OPDRACHT: Zeg bij elke uitspraak of die klopt volgens de tekst over droge ogen: (a) De buitenste laag van de traanfilm is de mucinelaag. (b) De Meibom-kliertjes bevinden zich in de oogleden. (c) De prevalentie van droge ogen ligt tussen 4% en 15%. Antwoord telkens met ja of nee en citeer letterlijk de woorden uit de tekst die de doorslag geven.

GEGEVEN TEKST:
De prevalentie van droge ogen varieert, afhankelijk van de leeftijd, tussen 4% en 15%. Het is een multifactoriële aandoening van de traanfilm die gepaard gaat met inflammatie van het oogoppervlak. De kwaliteit van de traanfilm is afhankelijk van de balans tussen de traanproductie, traanafvoer, knipperfrequentie en de oppervlakteverdamping. De traanfilm is opgebouwd uit drie lagen: de binnenste mucinelaag (geproduceerd door slijmbekercellen op de conjunctiva), de middelste waterige laag (geproduceerd door de traanklier/slijmbekercellen) en de buitenste lipidenlaag (geproduceerd door de Meibom-kliertjes in oogleden).

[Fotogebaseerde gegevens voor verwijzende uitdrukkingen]
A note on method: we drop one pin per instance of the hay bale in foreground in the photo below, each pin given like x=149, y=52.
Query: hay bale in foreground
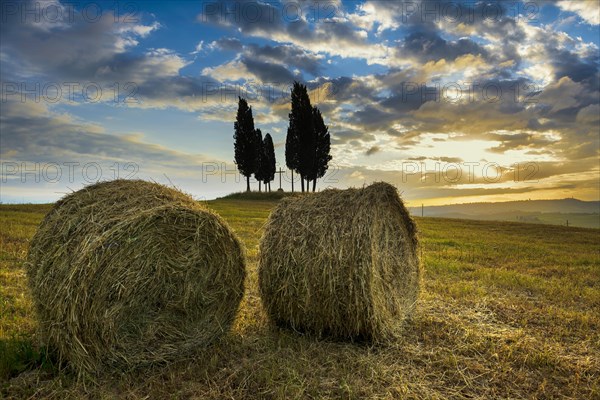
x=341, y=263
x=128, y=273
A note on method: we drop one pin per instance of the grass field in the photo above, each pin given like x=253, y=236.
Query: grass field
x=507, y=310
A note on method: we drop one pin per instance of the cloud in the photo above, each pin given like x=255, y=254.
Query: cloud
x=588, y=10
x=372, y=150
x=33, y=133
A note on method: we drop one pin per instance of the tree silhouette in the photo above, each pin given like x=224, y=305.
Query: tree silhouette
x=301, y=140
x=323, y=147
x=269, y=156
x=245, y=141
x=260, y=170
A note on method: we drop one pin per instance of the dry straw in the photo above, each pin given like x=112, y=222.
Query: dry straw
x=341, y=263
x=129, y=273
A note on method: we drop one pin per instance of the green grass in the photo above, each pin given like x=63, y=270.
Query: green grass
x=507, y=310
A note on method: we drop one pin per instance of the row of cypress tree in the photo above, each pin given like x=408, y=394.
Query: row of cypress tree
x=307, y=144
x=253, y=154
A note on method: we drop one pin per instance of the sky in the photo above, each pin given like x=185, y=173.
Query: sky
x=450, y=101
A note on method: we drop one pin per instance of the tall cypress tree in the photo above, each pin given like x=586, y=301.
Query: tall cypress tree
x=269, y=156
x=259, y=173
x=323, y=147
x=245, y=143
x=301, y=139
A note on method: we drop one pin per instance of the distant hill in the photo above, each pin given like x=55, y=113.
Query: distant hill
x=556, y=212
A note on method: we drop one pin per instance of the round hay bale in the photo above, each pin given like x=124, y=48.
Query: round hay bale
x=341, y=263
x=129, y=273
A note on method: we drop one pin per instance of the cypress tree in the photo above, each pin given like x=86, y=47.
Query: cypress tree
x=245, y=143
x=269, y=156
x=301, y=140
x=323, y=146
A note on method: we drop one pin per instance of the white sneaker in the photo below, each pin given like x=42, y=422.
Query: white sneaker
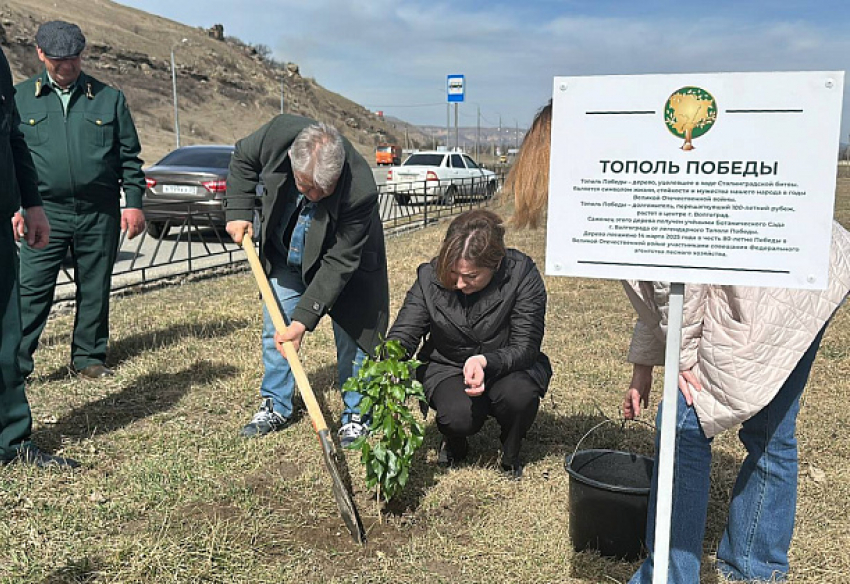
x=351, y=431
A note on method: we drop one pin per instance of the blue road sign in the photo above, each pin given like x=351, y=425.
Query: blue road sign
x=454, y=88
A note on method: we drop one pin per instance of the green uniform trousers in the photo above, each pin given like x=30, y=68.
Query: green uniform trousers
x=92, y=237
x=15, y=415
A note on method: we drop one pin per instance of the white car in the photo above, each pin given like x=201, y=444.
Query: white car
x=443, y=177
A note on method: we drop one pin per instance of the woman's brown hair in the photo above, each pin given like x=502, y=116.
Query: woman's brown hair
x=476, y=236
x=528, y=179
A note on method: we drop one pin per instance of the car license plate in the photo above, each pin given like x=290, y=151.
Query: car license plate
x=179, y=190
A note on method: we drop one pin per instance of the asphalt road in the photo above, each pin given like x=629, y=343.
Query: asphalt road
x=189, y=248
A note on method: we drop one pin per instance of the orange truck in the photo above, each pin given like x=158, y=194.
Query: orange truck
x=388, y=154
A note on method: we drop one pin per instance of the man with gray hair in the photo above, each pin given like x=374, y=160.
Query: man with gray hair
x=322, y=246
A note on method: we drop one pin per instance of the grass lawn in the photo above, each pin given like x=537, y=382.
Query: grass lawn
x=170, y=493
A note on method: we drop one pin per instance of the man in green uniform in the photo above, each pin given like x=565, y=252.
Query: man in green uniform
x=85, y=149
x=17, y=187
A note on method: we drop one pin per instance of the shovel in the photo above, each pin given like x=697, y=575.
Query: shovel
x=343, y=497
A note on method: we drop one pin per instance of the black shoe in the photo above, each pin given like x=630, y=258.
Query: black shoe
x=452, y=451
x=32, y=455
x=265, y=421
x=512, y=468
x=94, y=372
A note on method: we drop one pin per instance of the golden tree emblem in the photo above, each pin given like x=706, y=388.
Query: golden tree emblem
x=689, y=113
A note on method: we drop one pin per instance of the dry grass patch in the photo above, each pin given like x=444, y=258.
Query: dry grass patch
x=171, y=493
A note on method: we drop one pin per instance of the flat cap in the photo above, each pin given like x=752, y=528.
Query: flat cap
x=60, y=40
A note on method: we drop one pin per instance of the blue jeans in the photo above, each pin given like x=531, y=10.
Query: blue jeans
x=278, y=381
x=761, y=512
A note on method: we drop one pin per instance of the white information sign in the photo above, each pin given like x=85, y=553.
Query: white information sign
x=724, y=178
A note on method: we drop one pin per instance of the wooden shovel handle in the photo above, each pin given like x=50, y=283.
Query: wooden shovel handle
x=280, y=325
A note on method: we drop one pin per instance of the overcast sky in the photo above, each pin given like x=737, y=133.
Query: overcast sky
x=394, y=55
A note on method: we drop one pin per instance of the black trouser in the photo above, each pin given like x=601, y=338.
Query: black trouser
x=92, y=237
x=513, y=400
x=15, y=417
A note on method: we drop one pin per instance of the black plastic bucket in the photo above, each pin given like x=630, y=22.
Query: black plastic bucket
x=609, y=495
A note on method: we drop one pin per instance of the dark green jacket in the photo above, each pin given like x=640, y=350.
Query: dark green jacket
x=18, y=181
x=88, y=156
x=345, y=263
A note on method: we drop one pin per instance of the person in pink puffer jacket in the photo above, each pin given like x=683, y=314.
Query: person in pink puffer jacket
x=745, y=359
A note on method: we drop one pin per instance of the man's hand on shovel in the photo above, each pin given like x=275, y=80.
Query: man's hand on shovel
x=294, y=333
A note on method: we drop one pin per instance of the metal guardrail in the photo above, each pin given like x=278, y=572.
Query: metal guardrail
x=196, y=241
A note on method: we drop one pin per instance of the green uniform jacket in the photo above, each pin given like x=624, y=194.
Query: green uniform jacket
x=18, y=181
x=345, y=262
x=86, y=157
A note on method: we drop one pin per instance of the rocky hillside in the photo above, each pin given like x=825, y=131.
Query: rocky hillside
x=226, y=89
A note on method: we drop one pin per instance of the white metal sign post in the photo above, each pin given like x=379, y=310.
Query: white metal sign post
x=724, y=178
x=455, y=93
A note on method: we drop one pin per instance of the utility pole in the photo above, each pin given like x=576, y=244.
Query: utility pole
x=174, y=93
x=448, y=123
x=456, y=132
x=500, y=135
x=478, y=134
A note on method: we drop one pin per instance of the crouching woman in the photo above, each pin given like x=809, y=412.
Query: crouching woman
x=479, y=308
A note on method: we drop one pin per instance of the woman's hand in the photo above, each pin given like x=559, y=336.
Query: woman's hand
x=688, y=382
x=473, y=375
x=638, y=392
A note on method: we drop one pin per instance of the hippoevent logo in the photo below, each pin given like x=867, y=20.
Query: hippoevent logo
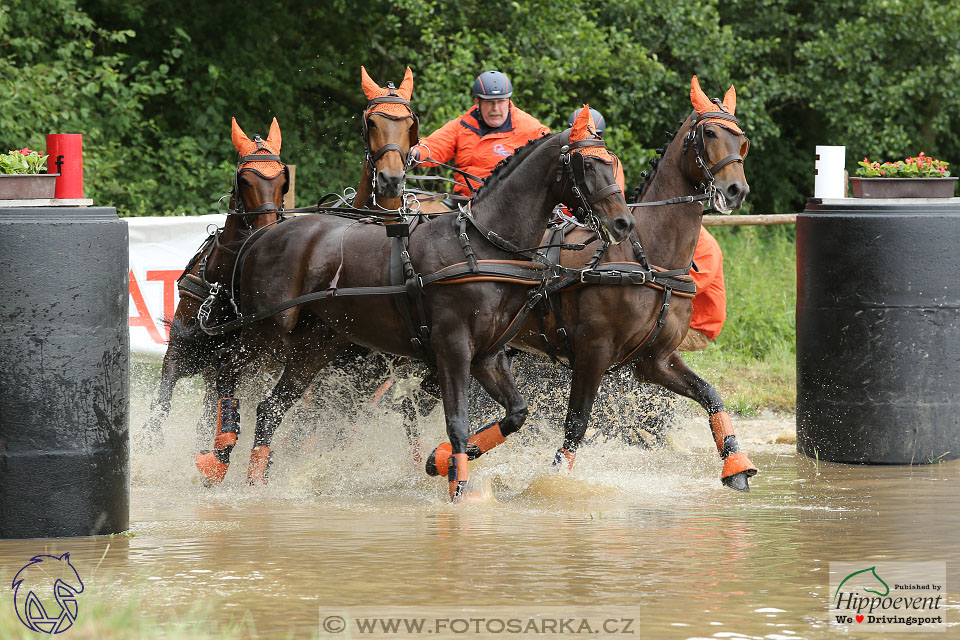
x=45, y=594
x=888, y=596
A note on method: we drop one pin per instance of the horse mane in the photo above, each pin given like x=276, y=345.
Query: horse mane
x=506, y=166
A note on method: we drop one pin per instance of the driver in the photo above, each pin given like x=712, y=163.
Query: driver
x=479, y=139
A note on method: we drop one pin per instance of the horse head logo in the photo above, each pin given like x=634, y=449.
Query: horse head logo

ANTWOORD:
(a) Nee: "de binnenste mucinelaag"
(b) Ja: "geproduceerd door de Meibom-kliertjes in oogleden"
(c) Ja: "varieert, afhankelijk van de leeftijd, tussen 4% en 15%"